Reading passage:

━━━━

Wednesday, March 17, 2010

Google phone sales

This isn't surprising is it?

If you don't provide support and let the customers run around, it comes back to bite you. 
While the competition, *cough*, that fruit company is pumping out better versions of its products and shipping a few million phones in a few days or weeks.

Having a great product is one thing, letting customers down is only going to make it difficult to get acceptance.  For the sea of developers who got the phone free to develop applications to rival the App store, this is going to be a bit frustrating.
A dream phone, nice development platform, having it all knackered by the lack of customer service!

Though,  I do wonder how much of it is cultural or customer behaviour issues.  I'd rather feel, touch and play with the phone before I order online.  And if I have to hunt for specific outlets to just see it and hold it in my hands, well, my enthusiasm soon flags.

It's not like I'm a nerd or something.  :)

More importantly, this might be the only leverage carriers can exert influence on Google, I think.  From advertising to store placement and sales training that's a long time line that Google can't afford but must do.  Every ask and feature by the carriers will only delay the roll outs.  With different vendors for different parts of the mobile phone business (manufacturer, carriers etc), it's not going to be easy.

━━━━

Supplied entries:
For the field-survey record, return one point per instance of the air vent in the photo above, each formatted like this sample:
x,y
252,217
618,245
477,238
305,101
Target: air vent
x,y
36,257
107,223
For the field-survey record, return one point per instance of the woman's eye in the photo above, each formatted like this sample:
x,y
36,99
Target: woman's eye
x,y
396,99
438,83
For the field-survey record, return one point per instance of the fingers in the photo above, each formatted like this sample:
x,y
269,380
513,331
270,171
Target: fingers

━━━━

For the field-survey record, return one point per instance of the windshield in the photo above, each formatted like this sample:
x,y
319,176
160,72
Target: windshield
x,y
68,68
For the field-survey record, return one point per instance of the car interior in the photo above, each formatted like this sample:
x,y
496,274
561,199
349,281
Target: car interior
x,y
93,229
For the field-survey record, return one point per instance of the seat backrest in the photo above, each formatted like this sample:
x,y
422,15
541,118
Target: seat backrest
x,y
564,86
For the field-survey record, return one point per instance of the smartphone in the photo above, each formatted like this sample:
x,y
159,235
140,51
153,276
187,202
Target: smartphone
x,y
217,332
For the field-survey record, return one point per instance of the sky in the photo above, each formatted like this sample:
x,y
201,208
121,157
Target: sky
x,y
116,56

━━━━

To do:
**1.** In the post on Google phone sales, list the things the writer would rather do with the phone before ordering it online.
**2.** Reproduce the stretch of the post on Google phone sales from "While the competition, *cough*, that" through "of customer service!", word for word.
Work only from the post on Google phone sales, not from the entries.

Task responses:
**1.** Feel it, touch it, and play with it.

**2.**
While the competition, *cough*, that fruit company is pumping out better versions of its products and shipping a few million phones in a few days or weeks.

Having a great product is one thing, letting customers down is only going to make it difficult to get acceptance.  For the sea of developers who got the phone free to develop applications to rival the App store, this is going to be a bit frustrating.
A dream phone, nice development platform, having it all knackered by the lack of customer service!